Work to do: Give back the line where "Where can you spot the wooden railing" appears and all the lines after it until the listing ends, unchanged and with nothing else.

(Records of labeled points)
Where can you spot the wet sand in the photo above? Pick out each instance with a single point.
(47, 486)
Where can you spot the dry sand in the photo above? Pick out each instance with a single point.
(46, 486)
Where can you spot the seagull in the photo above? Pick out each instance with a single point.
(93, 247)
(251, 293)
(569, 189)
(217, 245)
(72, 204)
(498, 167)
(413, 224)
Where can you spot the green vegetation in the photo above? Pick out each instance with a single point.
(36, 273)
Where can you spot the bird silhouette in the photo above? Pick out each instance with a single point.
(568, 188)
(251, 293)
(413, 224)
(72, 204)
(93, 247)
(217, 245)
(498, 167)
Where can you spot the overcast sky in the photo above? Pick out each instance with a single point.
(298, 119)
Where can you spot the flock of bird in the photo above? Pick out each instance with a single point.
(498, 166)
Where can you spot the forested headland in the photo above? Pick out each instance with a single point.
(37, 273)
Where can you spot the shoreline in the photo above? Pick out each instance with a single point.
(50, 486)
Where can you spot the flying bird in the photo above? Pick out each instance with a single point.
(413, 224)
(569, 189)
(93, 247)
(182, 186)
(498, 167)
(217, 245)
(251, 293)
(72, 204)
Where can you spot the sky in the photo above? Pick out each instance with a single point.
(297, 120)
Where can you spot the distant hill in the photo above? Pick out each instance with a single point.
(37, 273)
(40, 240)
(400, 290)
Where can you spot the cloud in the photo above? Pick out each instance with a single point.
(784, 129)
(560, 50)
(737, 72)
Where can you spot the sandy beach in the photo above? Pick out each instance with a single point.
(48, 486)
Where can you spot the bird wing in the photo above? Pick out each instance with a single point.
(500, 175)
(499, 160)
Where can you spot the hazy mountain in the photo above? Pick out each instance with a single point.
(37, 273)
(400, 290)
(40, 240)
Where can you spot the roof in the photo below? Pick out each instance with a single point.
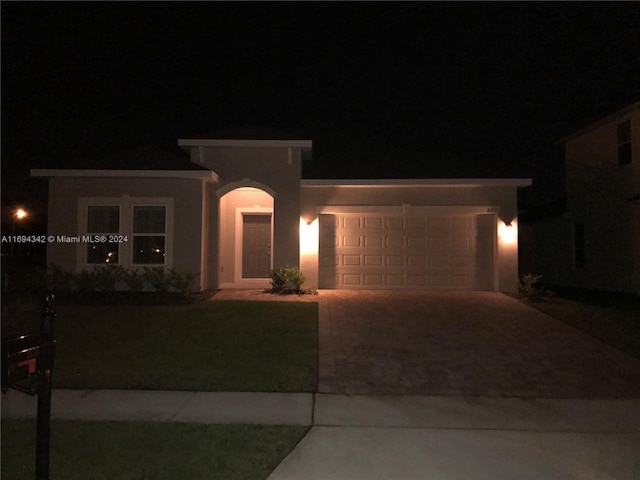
(603, 121)
(110, 173)
(245, 136)
(421, 182)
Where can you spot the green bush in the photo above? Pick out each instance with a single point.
(109, 278)
(134, 280)
(158, 278)
(528, 287)
(286, 278)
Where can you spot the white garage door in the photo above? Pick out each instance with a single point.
(448, 252)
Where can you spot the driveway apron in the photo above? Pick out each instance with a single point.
(461, 344)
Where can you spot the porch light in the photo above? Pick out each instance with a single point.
(508, 232)
(308, 236)
(20, 213)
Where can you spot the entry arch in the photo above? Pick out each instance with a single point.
(246, 216)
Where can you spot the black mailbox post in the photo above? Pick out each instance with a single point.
(27, 363)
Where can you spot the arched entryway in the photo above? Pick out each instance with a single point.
(246, 236)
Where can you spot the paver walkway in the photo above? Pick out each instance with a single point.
(461, 344)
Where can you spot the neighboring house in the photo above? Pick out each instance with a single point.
(595, 243)
(244, 209)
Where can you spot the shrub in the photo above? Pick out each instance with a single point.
(134, 280)
(158, 278)
(528, 286)
(286, 278)
(109, 278)
(182, 283)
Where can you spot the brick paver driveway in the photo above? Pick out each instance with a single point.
(471, 344)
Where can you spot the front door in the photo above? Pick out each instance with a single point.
(256, 246)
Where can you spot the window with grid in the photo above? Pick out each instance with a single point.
(103, 221)
(624, 143)
(149, 234)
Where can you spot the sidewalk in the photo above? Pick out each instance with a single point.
(410, 437)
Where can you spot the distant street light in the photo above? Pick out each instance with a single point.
(19, 214)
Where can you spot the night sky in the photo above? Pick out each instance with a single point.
(384, 90)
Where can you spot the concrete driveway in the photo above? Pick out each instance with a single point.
(461, 344)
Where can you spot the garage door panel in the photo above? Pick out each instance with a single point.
(414, 223)
(414, 251)
(394, 241)
(351, 241)
(373, 241)
(373, 260)
(394, 260)
(351, 260)
(416, 260)
(371, 223)
(351, 222)
(394, 222)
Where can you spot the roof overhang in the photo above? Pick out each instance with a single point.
(420, 182)
(191, 142)
(182, 174)
(603, 121)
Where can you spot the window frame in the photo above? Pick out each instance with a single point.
(94, 234)
(134, 235)
(125, 249)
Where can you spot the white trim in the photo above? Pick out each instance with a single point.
(239, 225)
(408, 209)
(421, 182)
(203, 142)
(195, 174)
(125, 250)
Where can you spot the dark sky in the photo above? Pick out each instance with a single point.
(383, 89)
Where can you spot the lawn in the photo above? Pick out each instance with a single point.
(616, 322)
(208, 346)
(141, 450)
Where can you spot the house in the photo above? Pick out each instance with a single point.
(243, 209)
(594, 242)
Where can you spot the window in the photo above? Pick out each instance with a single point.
(624, 143)
(140, 230)
(579, 256)
(102, 220)
(149, 232)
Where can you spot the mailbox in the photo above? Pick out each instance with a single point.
(27, 363)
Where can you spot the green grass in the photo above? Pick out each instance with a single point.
(209, 346)
(616, 323)
(141, 450)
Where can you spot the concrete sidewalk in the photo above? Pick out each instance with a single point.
(401, 437)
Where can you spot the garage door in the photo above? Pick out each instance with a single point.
(448, 252)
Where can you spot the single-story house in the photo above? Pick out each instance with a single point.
(246, 210)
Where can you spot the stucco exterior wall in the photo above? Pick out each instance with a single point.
(230, 227)
(598, 193)
(187, 197)
(276, 168)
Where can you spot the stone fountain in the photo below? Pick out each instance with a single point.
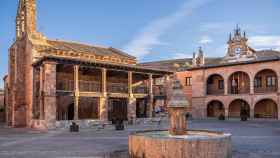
(178, 142)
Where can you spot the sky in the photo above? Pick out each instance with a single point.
(151, 30)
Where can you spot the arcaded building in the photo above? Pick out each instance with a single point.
(244, 80)
(52, 81)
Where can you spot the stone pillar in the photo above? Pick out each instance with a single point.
(41, 103)
(226, 113)
(151, 96)
(278, 85)
(103, 102)
(76, 92)
(50, 93)
(131, 115)
(252, 113)
(225, 86)
(252, 85)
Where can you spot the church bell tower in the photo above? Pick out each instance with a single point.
(238, 49)
(26, 18)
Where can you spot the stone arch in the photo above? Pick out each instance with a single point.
(239, 83)
(215, 84)
(266, 108)
(238, 105)
(265, 80)
(70, 111)
(215, 108)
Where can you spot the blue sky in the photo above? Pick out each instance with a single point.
(149, 29)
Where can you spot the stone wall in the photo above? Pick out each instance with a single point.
(200, 99)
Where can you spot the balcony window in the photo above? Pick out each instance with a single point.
(221, 84)
(188, 81)
(271, 81)
(258, 82)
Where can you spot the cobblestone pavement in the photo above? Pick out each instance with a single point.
(252, 139)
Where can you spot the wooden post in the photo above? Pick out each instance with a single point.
(103, 106)
(151, 96)
(76, 92)
(41, 88)
(131, 100)
(130, 90)
(49, 88)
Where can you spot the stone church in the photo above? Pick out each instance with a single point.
(51, 82)
(244, 79)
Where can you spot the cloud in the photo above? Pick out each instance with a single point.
(181, 56)
(142, 44)
(205, 40)
(265, 42)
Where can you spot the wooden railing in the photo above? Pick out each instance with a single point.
(159, 90)
(117, 88)
(212, 89)
(140, 90)
(265, 89)
(89, 86)
(65, 85)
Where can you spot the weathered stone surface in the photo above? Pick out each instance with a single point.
(217, 145)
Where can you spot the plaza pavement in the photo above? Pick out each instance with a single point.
(252, 139)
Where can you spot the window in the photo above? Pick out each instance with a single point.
(270, 81)
(258, 82)
(188, 81)
(221, 84)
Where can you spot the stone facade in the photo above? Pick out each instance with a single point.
(2, 107)
(249, 82)
(50, 80)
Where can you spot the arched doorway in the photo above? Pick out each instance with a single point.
(238, 106)
(215, 109)
(239, 83)
(265, 81)
(266, 108)
(70, 112)
(215, 84)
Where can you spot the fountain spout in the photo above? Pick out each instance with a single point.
(177, 109)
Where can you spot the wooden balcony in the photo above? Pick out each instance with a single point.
(159, 90)
(117, 88)
(265, 89)
(212, 89)
(89, 86)
(140, 90)
(65, 85)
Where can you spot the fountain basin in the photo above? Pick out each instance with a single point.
(196, 144)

Expected answer:
Where can you spot the wooden railing in the photo above? Pick out each instance with a single point.
(159, 90)
(117, 88)
(212, 89)
(140, 90)
(265, 89)
(89, 86)
(65, 85)
Where can you spot the weathered stone surface in the photo above? Pick out each instance with a single point.
(217, 145)
Where can you spot the plaza pavement in the photo above? Pick out each instance with a single point.
(252, 139)
Where can you spot the window in the photo above? Pick out each instance with a single point.
(270, 81)
(258, 82)
(188, 81)
(221, 84)
Where can you spot the stone facade in the photo above? Pick out each instance with a single point.
(2, 107)
(249, 82)
(50, 80)
Where can you spot the arched doorway in the photo above? Pick out each instance with a single point.
(238, 106)
(215, 109)
(239, 83)
(265, 81)
(266, 108)
(70, 112)
(215, 84)
Where can you spot the fountain spout in the photo above? Pick out each instance with a single point.
(177, 109)
Where can you spot the wooden balcony in the photo above? Pick out each instance with a single point.
(159, 90)
(117, 88)
(265, 89)
(212, 89)
(89, 86)
(140, 90)
(65, 85)
Where can you spot the fountain basin in the photo above? Pick out each instance with a single point.
(196, 144)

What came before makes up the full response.